(Tâche courte a) D'après l'extrait sur Albert Lebrun, pourquoi accepte-t-il de briguer un second mandat présidentiel ? Répondez en une à trois phrases.

--------------------------------------------------

Lebrun Albert
Albert Lebrun, né le 29 août 1871 à Mercy-le-Haut (alors en Moselle) et mort le 6 mars 1950 à Paris (16e), est un homme d'État français, président de la République française du 10 mai 1932 au 11 juillet 1940. Ingénieur de formation, il entame sa carrière politique en Meurthe-et-Moselle, d'abord comme conseiller général puis comme député. Il fait partie de plusieurs gouvernements de la Troisième République, en tant que ministre des Colonies (1911-1912 et 1913-1914), de la Guerre (1913), des Régions libérées (1917-1919). Proche de Georges Clemenceau puis de Raymond Poincaré, il entre au Sénat en 1920 et en devient l'un des membres les plus influents jusqu'à en être élu président, en 1931. En 1932, après l'assassinat de Paul Doumer, il est élu à la présidence de la République.
Son premier mandat est marqué par une instabilité politique chronique, la succession de plusieurs gouvernements et les événements du 6 février 1934, qui le conduisent à désigner un cabinet d'union nationale ; en outre, il ne peut empêcher l'accession au pouvoir du Front populaire et de son chef, Léon Blum, dont il exècre le programme. À l’approche de la Seconde Guerre mondiale, apparaissant comme une figure de consensus, il accepte de briguer un second mandat, fait unique sous la Troisième République depuis Jules Grévy. Réélu, il voit sa présidence abrégée un an plus tard avec l'instauration du régime de Vichy par Philippe Pétain, à la suite de la signature de l'armistice avec l'Allemagne, auquel il était opposé. Il est alors placé en résidence surveillée jusqu'à la Libération, lors de laquelle le général de Gaulle assure la fonction de chef de l'État alors qu’il souhaitait terminer son second mandat présidentiel.

--------------------------------------------------

(Tâche courte b) Comptez les lignes des entrées qui contiennent la chaîne "house", en respectant la casse, et donnez uniquement ce nombre.

--------------------------------------------------

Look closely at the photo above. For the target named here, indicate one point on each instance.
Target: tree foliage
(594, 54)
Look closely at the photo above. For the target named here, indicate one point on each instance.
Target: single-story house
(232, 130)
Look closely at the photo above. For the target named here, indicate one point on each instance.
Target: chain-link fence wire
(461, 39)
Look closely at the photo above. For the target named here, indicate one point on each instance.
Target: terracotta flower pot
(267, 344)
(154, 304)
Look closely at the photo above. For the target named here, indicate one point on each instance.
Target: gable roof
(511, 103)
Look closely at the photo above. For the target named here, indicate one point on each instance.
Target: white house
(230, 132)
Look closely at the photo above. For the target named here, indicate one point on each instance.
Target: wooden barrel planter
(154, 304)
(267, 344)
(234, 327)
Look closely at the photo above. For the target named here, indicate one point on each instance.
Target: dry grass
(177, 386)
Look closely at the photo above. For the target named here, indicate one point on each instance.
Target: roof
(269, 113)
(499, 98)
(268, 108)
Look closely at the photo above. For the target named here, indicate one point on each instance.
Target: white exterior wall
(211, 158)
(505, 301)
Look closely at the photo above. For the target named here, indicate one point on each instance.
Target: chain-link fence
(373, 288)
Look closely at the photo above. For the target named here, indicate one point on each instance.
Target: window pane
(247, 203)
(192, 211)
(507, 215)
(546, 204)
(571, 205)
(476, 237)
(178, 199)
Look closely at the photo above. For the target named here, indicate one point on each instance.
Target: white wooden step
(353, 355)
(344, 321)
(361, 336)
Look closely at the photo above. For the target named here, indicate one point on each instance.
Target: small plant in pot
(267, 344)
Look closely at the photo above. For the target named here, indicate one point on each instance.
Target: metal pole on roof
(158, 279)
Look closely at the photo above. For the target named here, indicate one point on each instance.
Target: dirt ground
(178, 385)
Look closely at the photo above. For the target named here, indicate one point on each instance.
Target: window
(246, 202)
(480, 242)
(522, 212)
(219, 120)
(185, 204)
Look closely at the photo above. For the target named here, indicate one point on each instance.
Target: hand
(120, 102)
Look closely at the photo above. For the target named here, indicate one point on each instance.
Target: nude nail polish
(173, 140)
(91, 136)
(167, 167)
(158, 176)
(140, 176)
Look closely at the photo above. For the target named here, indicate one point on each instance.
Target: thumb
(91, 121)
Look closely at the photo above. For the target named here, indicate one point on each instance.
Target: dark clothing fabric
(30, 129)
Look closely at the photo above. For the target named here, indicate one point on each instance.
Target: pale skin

--------------------------------------------------

(Réponse rédigée a) Albert Lebrun accepte de briguer un second mandat à l'approche de la Seconde Guerre mondiale, parce qu'il apparaît comme une figure de consensus. L'extrait précise que c'est un fait unique sous la Troisième République depuis Jules Grévy.

(Réponse rédigée b) 2